• Your objective
Put the records into a numbered list, leaving out blank lines. Start at the line that contains "Each instance receives one keypoint. Tag the lance-shaped" and stop after the line that contains "<point>205,209</point>".

• Raw records
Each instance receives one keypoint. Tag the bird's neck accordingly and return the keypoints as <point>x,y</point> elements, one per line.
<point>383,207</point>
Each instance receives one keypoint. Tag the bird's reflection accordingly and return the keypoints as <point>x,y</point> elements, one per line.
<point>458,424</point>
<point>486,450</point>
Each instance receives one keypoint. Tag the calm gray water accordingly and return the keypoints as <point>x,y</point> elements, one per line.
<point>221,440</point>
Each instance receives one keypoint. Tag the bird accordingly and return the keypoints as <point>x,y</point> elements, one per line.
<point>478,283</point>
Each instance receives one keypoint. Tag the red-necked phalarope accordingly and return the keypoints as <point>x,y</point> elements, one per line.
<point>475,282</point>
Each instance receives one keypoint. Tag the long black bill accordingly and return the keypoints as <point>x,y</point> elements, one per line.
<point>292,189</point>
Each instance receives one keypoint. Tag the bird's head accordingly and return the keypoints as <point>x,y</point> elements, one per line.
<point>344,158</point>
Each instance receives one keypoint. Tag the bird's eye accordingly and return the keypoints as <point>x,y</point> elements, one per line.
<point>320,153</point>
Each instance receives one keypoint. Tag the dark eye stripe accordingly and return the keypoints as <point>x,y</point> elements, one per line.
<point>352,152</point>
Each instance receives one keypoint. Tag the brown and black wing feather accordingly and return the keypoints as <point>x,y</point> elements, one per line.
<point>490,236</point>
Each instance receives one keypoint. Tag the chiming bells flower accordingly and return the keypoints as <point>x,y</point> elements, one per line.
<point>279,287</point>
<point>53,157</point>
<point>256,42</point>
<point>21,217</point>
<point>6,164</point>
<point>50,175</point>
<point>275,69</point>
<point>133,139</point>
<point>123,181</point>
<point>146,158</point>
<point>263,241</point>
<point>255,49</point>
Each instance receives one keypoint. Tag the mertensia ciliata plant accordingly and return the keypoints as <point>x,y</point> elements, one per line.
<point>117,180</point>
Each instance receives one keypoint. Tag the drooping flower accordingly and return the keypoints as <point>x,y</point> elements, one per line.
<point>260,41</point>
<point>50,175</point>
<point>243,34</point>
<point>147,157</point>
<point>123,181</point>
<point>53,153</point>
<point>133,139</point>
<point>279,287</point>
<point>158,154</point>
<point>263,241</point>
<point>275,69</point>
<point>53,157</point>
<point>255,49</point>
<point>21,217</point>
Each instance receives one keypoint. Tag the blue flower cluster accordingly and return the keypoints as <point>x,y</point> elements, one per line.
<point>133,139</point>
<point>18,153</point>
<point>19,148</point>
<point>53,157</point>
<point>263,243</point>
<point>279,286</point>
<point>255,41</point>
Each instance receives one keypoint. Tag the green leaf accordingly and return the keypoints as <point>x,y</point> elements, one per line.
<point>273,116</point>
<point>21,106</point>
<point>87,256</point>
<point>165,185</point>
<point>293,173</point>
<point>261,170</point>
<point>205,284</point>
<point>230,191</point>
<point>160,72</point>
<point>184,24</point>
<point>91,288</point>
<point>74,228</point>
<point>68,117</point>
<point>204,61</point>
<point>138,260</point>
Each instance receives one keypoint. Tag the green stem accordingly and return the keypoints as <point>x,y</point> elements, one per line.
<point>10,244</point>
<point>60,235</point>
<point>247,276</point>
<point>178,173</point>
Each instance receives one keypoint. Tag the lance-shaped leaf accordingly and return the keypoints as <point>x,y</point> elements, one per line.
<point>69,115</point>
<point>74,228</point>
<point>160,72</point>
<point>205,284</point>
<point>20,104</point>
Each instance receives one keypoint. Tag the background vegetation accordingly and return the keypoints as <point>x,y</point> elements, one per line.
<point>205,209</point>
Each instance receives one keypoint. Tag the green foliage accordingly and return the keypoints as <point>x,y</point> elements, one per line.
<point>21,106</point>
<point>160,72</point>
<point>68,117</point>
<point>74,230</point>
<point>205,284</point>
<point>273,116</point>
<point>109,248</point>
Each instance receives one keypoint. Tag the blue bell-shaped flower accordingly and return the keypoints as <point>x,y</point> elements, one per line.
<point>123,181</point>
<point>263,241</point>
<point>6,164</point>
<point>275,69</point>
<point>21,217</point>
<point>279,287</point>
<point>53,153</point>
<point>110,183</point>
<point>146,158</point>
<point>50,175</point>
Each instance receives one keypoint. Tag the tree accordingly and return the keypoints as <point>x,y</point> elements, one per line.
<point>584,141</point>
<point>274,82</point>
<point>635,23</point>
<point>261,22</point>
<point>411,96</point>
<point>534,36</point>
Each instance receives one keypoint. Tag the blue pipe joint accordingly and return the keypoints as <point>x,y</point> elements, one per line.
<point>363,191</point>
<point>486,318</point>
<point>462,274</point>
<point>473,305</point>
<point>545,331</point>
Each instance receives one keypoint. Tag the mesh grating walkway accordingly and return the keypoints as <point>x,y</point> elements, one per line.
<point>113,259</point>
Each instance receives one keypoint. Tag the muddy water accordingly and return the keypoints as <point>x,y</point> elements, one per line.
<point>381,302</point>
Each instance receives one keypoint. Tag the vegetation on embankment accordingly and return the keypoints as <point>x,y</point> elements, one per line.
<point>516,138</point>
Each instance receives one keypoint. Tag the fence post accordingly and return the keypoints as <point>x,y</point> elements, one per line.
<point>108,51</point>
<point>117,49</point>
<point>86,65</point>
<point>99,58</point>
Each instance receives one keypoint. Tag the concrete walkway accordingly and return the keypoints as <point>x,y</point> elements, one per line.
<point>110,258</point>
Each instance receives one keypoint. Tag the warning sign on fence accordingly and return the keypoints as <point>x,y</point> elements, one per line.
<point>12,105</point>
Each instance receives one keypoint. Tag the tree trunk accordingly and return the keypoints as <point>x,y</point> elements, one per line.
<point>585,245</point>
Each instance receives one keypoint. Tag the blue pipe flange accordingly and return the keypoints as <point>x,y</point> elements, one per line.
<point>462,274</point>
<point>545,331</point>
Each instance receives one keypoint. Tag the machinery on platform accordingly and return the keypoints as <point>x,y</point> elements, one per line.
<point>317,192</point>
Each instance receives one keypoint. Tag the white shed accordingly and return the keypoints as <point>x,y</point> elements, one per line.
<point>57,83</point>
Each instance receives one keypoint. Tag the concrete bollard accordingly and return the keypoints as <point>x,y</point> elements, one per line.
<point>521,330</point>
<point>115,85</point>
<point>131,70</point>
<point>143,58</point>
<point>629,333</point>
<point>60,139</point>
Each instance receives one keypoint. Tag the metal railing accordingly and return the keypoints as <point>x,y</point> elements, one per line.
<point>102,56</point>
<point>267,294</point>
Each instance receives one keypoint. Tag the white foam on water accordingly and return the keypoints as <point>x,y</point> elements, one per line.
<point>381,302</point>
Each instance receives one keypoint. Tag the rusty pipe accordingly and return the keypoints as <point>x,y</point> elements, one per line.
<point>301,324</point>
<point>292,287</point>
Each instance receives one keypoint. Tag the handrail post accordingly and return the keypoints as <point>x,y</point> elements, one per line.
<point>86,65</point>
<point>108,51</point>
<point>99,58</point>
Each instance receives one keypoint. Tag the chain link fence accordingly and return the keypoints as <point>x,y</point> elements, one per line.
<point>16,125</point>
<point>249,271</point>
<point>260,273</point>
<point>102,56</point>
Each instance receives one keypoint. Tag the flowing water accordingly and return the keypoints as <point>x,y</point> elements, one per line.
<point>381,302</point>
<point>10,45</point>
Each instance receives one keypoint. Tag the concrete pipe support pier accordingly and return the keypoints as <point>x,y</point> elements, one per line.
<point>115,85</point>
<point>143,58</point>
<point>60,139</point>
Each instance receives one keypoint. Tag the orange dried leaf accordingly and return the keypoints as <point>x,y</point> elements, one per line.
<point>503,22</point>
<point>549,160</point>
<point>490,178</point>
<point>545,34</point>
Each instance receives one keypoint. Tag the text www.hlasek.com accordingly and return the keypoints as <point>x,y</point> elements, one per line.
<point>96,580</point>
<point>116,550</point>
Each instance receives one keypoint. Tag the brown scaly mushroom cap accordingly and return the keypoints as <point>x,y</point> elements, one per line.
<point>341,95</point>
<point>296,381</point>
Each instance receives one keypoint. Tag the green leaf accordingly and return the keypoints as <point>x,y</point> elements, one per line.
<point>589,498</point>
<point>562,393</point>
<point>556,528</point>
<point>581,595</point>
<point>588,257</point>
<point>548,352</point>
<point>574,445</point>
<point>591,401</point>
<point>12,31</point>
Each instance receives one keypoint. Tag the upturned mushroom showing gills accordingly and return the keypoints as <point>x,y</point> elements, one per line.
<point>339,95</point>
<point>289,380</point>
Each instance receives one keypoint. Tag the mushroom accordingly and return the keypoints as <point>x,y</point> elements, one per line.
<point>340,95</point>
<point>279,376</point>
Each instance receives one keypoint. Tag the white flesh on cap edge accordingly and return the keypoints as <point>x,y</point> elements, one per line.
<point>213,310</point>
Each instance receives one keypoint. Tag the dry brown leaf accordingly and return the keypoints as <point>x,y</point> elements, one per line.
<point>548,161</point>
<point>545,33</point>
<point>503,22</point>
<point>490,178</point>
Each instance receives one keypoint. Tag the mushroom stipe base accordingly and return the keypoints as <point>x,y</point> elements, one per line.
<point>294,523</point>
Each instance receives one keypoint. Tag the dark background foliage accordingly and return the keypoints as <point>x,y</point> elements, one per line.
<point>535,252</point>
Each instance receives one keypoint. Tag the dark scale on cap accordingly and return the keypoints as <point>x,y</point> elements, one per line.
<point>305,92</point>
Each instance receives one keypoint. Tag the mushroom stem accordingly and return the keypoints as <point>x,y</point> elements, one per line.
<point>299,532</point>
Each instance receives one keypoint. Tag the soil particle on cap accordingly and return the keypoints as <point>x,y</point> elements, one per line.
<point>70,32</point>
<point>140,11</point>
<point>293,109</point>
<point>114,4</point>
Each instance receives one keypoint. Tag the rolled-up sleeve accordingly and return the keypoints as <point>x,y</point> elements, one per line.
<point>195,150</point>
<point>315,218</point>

• Exercise solution
1. Each instance receives one keypoint. Tag the lance-shaped leaf accordingly and return the keypoints as <point>x,y</point> elements, one per line.
2. <point>69,115</point>
3. <point>74,228</point>
4. <point>160,72</point>
5. <point>205,284</point>
6. <point>20,104</point>
7. Each instance receives one keypoint. Tag the background vegetation accordingly and return the keypoints as <point>x,y</point> elements, one per line.
8. <point>205,209</point>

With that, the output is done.